> _Given task_: Swap "farthest from its outline" for "farthest from its edge" throughout the entries below, keeping everything else as it is. Leave the pictures out of your output.

*** Stored rows

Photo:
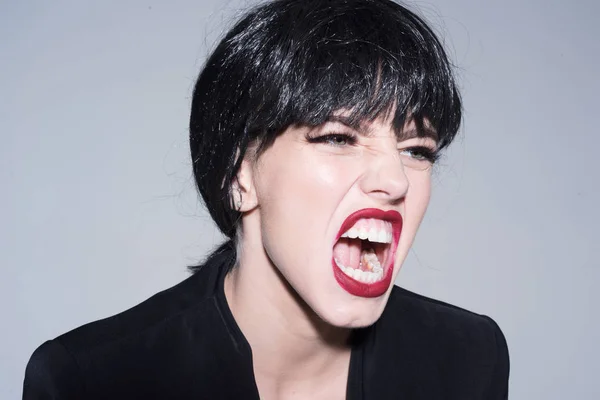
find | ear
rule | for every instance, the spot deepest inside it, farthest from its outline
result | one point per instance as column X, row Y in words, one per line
column 243, row 188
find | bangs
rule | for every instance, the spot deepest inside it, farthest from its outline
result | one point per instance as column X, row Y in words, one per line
column 366, row 61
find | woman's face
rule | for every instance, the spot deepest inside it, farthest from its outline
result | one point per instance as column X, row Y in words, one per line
column 317, row 189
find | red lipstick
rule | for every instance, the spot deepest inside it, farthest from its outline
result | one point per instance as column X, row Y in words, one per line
column 378, row 288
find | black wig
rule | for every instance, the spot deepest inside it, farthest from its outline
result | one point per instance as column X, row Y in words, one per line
column 297, row 62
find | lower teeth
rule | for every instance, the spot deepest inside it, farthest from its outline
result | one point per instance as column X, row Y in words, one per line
column 373, row 273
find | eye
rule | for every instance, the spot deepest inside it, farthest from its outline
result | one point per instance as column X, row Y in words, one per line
column 334, row 139
column 421, row 154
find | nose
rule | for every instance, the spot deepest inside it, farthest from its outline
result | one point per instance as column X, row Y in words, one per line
column 385, row 179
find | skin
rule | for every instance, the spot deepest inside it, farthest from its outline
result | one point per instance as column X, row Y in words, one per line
column 295, row 197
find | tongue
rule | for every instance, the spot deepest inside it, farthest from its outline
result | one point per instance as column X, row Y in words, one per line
column 347, row 252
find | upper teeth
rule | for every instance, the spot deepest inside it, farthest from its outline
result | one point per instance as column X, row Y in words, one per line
column 371, row 233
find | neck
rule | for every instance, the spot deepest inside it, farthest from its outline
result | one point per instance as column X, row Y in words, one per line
column 289, row 342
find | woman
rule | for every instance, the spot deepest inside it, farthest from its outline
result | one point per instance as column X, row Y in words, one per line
column 314, row 127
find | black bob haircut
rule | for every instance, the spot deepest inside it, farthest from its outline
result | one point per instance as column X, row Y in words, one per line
column 296, row 62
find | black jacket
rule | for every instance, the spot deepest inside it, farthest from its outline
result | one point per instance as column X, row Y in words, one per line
column 183, row 343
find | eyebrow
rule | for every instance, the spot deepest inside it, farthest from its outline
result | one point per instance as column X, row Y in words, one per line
column 426, row 132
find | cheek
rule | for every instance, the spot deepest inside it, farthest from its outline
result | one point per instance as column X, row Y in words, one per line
column 416, row 201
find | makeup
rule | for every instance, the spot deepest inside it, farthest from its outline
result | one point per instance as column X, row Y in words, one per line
column 364, row 251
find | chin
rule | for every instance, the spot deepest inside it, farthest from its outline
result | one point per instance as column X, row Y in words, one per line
column 358, row 313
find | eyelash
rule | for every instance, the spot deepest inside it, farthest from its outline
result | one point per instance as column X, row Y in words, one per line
column 420, row 153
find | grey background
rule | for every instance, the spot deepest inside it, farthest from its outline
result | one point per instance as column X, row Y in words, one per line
column 98, row 210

******

> _Output_:
Photo:
find | ear
rule | for every instance, the spot deepest inside it, farthest from its edge
result | one point per instance as column X, row Y in words, one per line
column 243, row 188
find | bangs
rule | for every instance, the spot deepest inside it, farthest from its edge
result | one point per instance as column X, row Y in words, one per line
column 366, row 61
find | woman's face
rule | for every instance, the spot deepest inside it, farthest from its edge
result | one point per instance as column X, row Y in words, one per line
column 317, row 189
find | red lipstick
rule | for every instance, the spot deepest inside it, farthest from its edge
result | one point per instance as column X, row Y in words, one per line
column 378, row 288
find | black wig
rule | for every instance, the spot deepest inside it, farthest from its edge
result | one point per instance as column X, row Y in words, one per line
column 297, row 62
find | lower teeth
rule | for every instance, the spot deepest inside it, farthest from its edge
result | one point per instance as column X, row Y in words, one per line
column 373, row 273
find | eye
rule | for every instance, the spot deepest inside it, farthest from its edge
result | one point per instance as column X, row Y in words, one per line
column 334, row 139
column 421, row 154
find | nose
rule | for every instance, the spot deepest inside it, farthest from its edge
result | one point per instance as column X, row Y in words, one per line
column 385, row 179
find | skin
rule | for every instance, the spot deepest inside it, farthest from its edge
result | one point per instance as column X, row Y in words, one per line
column 295, row 197
find | tongue
rule | for every instance, the spot deepest inside it, farthest from its edge
result | one point per instance as column X, row Y in words, one per line
column 347, row 252
find | upper teeth
rule | for every instance, the spot deepest inside it, farthest from its edge
result | one point per instance as column X, row Y in words, one per line
column 371, row 233
find | neck
rule | for every instance, the spot deepest inside it, farthest from its edge
result | one point per instance as column X, row Y in words, one per line
column 289, row 342
find | woman
rule | for every instance, the spot deepest inside it, farthest from its edge
result | one point per instance as column X, row Y in words, one per line
column 314, row 127
find | black bob haircut
rule | for every instance, the spot deepest inside it, farthest from its edge
result | one point per instance as column X, row Y in words, one per line
column 296, row 62
find | black jacket
rule | for every instance, the spot deepest inside it, farthest from its edge
result | one point per instance as column X, row Y in words, one per line
column 183, row 343
find | eyebrow
rule | for every instance, the spot deepest inside it, farthest from its edge
result | one point per instance as column X, row Y in words, one per line
column 426, row 132
find | cheek
rule | for every instance, the spot deepest inside it, farthest from its edge
result | one point per instance as column X, row Y in words, one per line
column 416, row 201
find | makeup
rule | for every instance, the spot deepest inside it, farthest from its edge
result | one point per instance as column X, row Y in words, one per line
column 364, row 251
find | chin
rule | for every instance, the spot deepest inside it, farthest from its edge
result | one point per instance as column X, row Y in words, one per line
column 358, row 313
find | eyelash
rule | for every instance, the spot deepest inside it, farthest from its edge
result | one point per instance as column X, row Y in words, one per line
column 420, row 153
find | grey background
rule | for every instance, the spot deepest inside it, farthest from its edge
result | one point per instance as column X, row Y in words, one per line
column 98, row 210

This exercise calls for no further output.